Verilen Problem 1
Klasik ve realist roman üzerine yazıya göre okunan aşk öyküsü hangi yılda ve nasıl yönetilen bir ülkede geçer?
Verilen Problem 2
Klasik ve realist roman üzerine yazının bir bölümünü aynen yeniden yazın: "Klasik ve Realist" sözcüklerinin geçtiği yerden başlayın, "hizmetçiler muamelesi yapılmaktadır." sözcüklerinden sonra durun.
Verilen Problem 3
Klasik ve realist roman üzerine yazıyı kaldığı yerden sürdürün.

-------- Verilen Metin

Klasik ve Realist bir Romanın Düşündürdükleri;
1830 yılının Monarşiyle yönetilen Fransa’sında geçen bir aşk öyküsünü okurken, o dönemin burjuva yaşantısının durağanlığına hayret etmemek mümkün değildir. Geçim derdi olmayan geniş toprakların sahipleri olan bir avuç aile, kendilerini atalarından gelen soyluluk, asalet unvanlarının yıkılmaz duvarları içinde muhafaza altına almış, rahat mı rahat bir hayat sürdürmektedir. O dönemde, büyük çoğunluğu köylülerden oluşan Fransız toplumundaki bu kontların, konteslerin, düklerin, düşeslerin oluşturduğu seçkin tabaka, kendi aralarında ilişki kurmakta, kendi aralarında balolar düzenleyerek eğlenmektedirler. Kendileri gibi asil olmayanlar ile evlilik ilişkisi kurmaları ise imkânsız bir durumdur. Onlara karşı küçümseyen, hor gören bakış ile aşağı tabakadan hizmetçiler muamelesi yapılmaktadır.

----------------
-------- Verilen Bilgiler

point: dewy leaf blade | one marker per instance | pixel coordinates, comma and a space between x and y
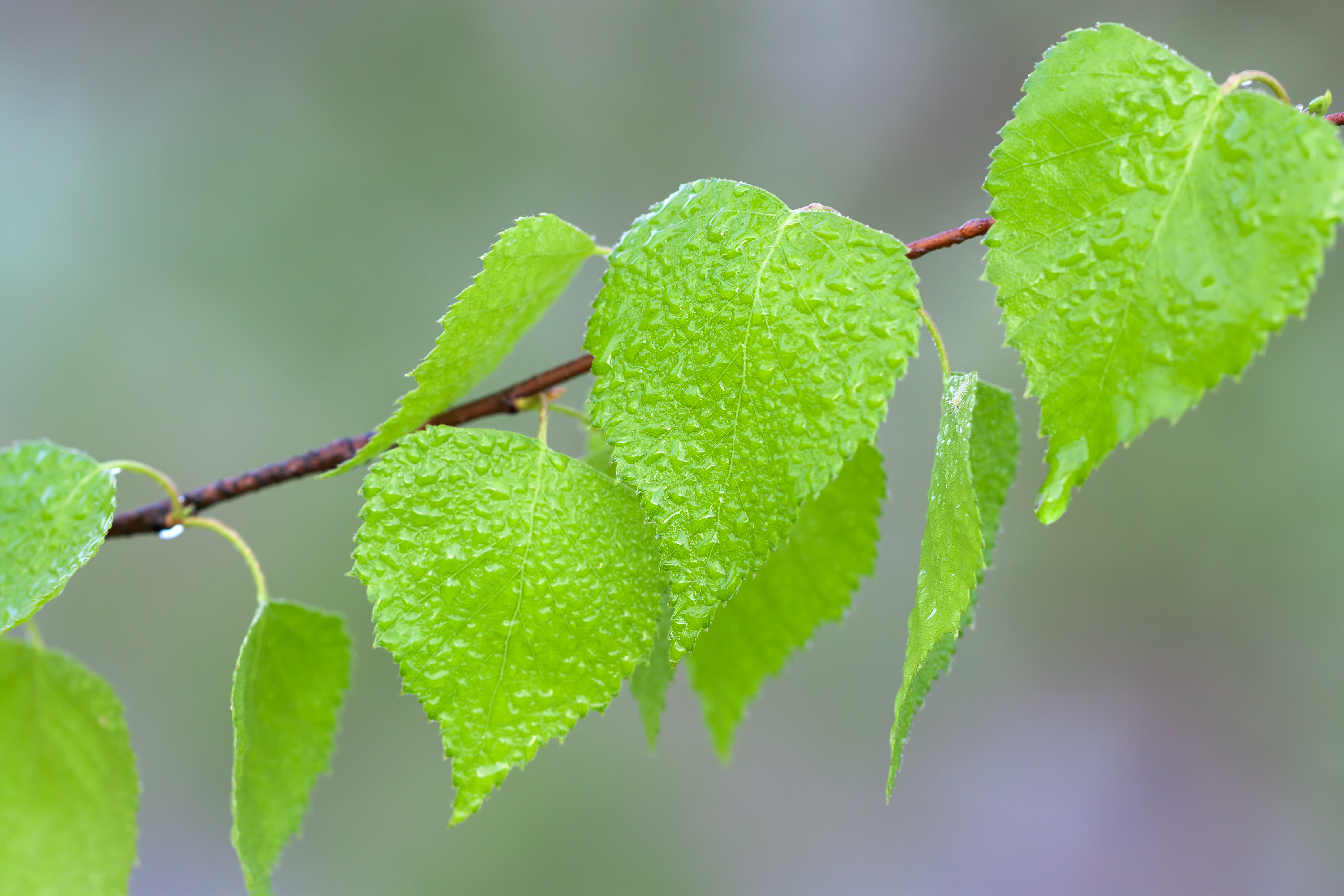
56, 508
651, 679
975, 465
290, 684
515, 586
1151, 233
804, 585
68, 778
995, 447
525, 272
742, 352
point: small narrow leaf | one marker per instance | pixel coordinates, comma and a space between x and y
651, 679
525, 272
56, 508
68, 778
995, 447
515, 586
973, 468
804, 585
1151, 233
288, 691
742, 351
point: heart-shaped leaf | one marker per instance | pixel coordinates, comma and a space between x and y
742, 352
1154, 229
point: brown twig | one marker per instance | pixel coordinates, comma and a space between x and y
972, 229
154, 518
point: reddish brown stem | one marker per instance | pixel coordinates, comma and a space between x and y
152, 518
972, 229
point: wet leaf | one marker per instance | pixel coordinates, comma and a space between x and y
68, 778
515, 586
1152, 232
56, 508
288, 691
525, 272
651, 679
973, 468
742, 352
804, 585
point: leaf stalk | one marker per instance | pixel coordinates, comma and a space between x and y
1263, 77
937, 341
237, 540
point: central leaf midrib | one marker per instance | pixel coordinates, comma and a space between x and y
746, 339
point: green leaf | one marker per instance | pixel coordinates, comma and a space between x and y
56, 508
526, 271
805, 583
515, 586
742, 352
995, 447
651, 679
292, 675
1151, 232
68, 778
973, 468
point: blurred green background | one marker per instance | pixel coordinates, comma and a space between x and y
226, 232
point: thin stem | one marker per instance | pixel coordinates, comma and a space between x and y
573, 412
152, 518
937, 341
544, 405
162, 479
1263, 77
216, 526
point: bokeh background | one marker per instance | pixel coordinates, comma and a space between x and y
226, 232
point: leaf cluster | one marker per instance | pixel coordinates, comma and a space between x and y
1152, 230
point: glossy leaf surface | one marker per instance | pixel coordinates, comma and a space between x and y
1152, 232
973, 468
290, 684
804, 585
525, 272
68, 778
742, 352
515, 586
56, 508
651, 679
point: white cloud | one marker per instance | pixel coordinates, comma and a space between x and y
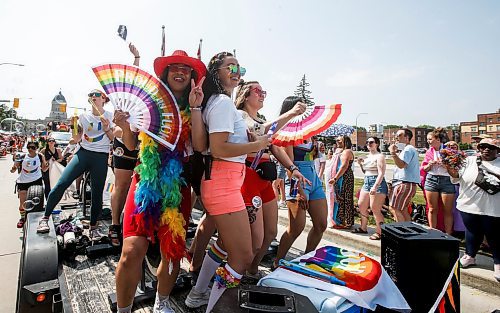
371, 77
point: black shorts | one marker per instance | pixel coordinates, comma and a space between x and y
26, 186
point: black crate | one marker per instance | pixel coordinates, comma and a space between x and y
419, 261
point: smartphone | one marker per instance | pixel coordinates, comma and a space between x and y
400, 146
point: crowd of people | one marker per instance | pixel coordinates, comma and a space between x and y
222, 131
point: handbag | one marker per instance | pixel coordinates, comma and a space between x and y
266, 170
486, 181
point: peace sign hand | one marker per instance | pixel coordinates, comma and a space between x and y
196, 94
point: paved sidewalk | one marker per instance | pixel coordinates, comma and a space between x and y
480, 277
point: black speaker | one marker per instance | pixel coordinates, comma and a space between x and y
253, 299
419, 261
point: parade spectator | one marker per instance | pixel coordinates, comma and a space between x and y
179, 72
123, 161
437, 185
319, 159
51, 154
95, 133
343, 183
221, 194
257, 190
310, 197
406, 174
374, 189
478, 201
31, 166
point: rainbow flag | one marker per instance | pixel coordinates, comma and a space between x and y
330, 274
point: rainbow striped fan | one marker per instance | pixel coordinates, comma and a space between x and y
150, 103
310, 123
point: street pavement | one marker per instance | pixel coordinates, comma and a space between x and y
472, 300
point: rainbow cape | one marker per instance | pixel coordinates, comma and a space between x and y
158, 194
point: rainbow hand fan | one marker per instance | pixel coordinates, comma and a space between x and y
310, 123
150, 103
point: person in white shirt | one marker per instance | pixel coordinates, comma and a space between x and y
94, 134
31, 166
478, 202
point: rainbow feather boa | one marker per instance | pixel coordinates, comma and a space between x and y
158, 194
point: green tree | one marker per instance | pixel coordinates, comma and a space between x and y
303, 92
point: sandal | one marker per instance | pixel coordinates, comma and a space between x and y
359, 230
114, 235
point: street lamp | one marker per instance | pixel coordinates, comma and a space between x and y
357, 146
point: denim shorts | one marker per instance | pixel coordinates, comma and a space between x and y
437, 183
281, 171
369, 182
313, 191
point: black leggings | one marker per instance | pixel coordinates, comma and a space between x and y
476, 227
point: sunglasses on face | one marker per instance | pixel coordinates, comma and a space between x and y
184, 69
483, 146
259, 92
234, 69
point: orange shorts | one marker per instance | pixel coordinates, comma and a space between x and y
130, 225
255, 186
221, 194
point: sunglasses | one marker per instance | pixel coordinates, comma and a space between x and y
234, 69
184, 69
483, 146
259, 92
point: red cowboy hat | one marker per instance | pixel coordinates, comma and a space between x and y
180, 57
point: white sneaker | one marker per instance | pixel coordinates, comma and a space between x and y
467, 261
162, 306
43, 226
196, 299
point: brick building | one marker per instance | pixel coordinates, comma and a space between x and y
487, 123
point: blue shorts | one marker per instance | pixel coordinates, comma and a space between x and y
437, 183
369, 182
281, 171
314, 191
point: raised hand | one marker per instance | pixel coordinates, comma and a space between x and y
196, 94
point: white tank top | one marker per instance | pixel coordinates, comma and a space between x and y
31, 169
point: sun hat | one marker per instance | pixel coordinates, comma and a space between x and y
180, 57
489, 141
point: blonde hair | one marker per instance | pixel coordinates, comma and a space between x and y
242, 92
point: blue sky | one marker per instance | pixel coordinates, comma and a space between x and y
402, 62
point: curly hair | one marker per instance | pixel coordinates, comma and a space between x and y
242, 92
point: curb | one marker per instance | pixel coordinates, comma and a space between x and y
480, 278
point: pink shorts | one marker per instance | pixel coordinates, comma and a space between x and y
221, 194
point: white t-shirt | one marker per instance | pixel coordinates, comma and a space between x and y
93, 137
221, 116
471, 198
31, 169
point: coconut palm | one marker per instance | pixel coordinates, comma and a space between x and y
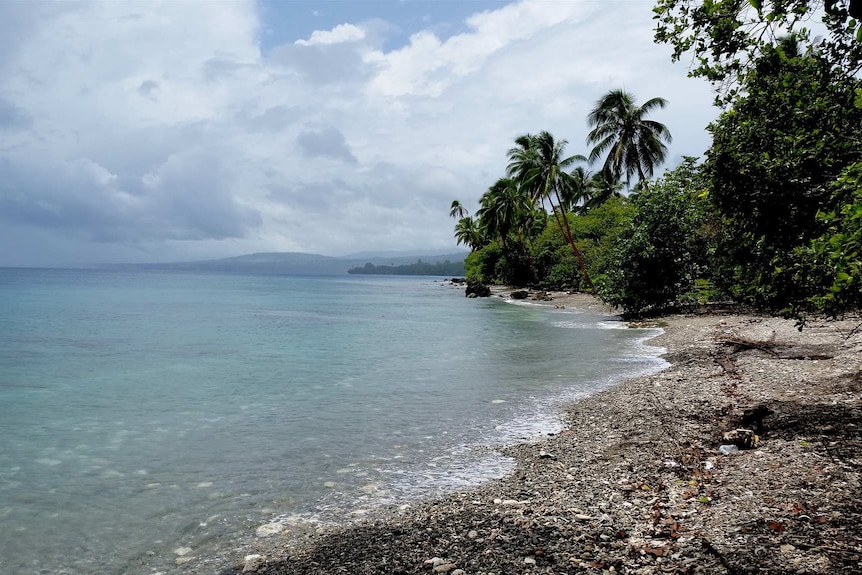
577, 191
467, 232
603, 186
634, 144
540, 165
457, 210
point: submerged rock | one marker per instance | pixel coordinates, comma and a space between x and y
476, 289
269, 529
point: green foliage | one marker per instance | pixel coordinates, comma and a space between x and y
773, 157
493, 264
596, 234
481, 264
634, 144
727, 37
419, 268
665, 249
834, 259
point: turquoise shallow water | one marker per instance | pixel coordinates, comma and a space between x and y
143, 412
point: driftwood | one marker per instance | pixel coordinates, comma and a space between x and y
770, 346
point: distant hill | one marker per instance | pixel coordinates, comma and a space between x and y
294, 263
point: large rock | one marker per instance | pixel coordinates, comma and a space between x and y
480, 290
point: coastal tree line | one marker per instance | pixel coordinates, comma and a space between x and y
771, 216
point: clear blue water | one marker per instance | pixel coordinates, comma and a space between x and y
142, 412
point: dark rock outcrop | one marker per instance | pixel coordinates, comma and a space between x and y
476, 289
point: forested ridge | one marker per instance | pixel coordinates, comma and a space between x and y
770, 217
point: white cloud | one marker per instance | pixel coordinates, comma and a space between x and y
338, 35
142, 131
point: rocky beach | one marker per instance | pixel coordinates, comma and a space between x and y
743, 456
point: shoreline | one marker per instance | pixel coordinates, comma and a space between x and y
635, 483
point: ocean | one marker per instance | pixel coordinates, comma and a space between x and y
150, 418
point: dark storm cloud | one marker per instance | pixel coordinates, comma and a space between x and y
325, 143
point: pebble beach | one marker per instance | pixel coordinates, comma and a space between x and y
743, 456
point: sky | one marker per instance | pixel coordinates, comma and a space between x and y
174, 131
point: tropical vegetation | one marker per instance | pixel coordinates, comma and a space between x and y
770, 216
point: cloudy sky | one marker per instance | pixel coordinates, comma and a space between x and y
165, 131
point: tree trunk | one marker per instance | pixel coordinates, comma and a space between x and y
568, 233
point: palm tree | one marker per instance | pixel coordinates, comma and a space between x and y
634, 144
457, 211
577, 193
502, 208
467, 232
539, 164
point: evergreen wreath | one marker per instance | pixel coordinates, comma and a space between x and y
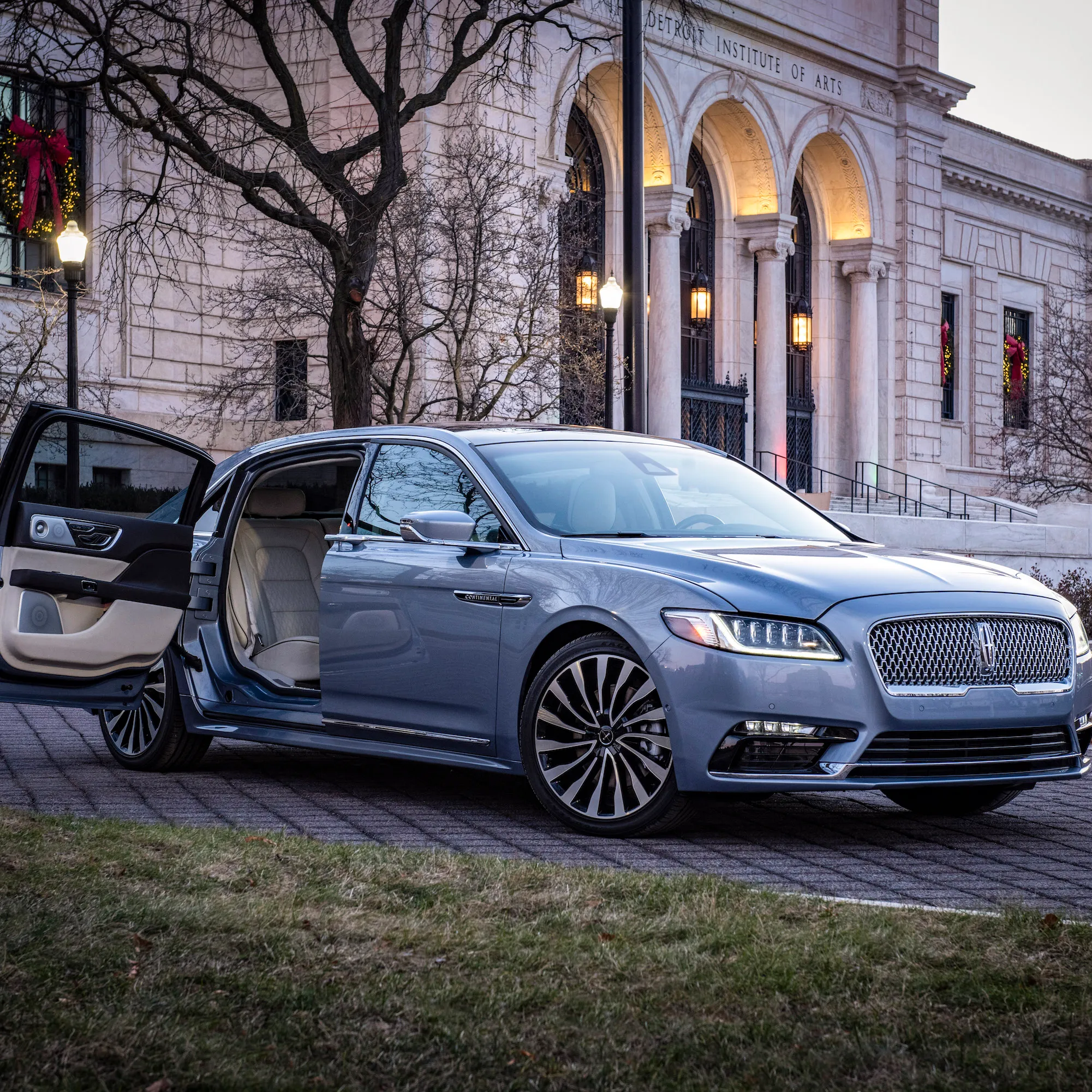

----------------

Görev Çıktısı 1
1830 yılında, Monarşiyle yönetilen Fransa'da.

Görev Çıktısı 2
Klasik ve Realist bir Romanın Düşündürdükleri;
1830 yılının Monarşiyle yönetilen Fransa’sında geçen bir aşk öyküsünü okurken, o dönemin burjuva yaşantısının durağanlığına hayret etmemek mümkün değildir. Geçim derdi olmayan geniş toprakların sahipleri olan bir avuç aile, kendilerini atalarından gelen soyluluk, asalet unvanlarının yıkılmaz duvarları içinde muhafaza altına almış, rahat mı rahat bir hayat sürdürmektedir. O dönemde, büyük çoğunluğu köylülerden oluşan Fransız toplumundaki bu kontların, konteslerin, düklerin, düşeslerin oluşturduğu seçkin tabaka, kendi aralarında ilişki kurmakta, kendi aralarında balolar düzenleyerek eğlenmektedirler. Kendileri gibi asil olmayanlar ile evlilik ilişkisi kurmaları ise imkânsız bir durumdur. Onlara karşı küçümseyen, hor gören bakış ile aşağı tabakadan hizmetçiler muamelesi yapılmaktadır.

Görev Çıktısı 3
Her günü, bir diğer günün benzerliği içinde ve sıkı sıkıya bağlı oldukları katı kurallarıyla, kendilerini farklı ve toplum üstü gören bu ayrıcalıklı ailelerin içine, günün birinde 18-19 yaşlarında, yakışıklı, akıllı, saygılı ve bilgili bir delikanlı girer. Julien Sorel isimli bu genç, İncil’i Latince olarak ezbere okuyabilen, zekâsı ve yükselme hırsı ile girdiği her ortamın odağında olmayı bir şekilde başarabilen, Stendhal’in yaratmış olduğu kurgusal bir roman kahramanıdır. Daha doğru bir yorumla, kuralları içinde yaşayan mutlu azınlığın tam orta yerine “ateş topu” düşürmekle Stendhal, yasak aşk ilişkisini başlatmış, mutlulukla mutsuzluğun özdeşliğini sergilemiş ve okuyucuyu çelişkiler yumağının sürükleyiciliğine hapsetmiştir.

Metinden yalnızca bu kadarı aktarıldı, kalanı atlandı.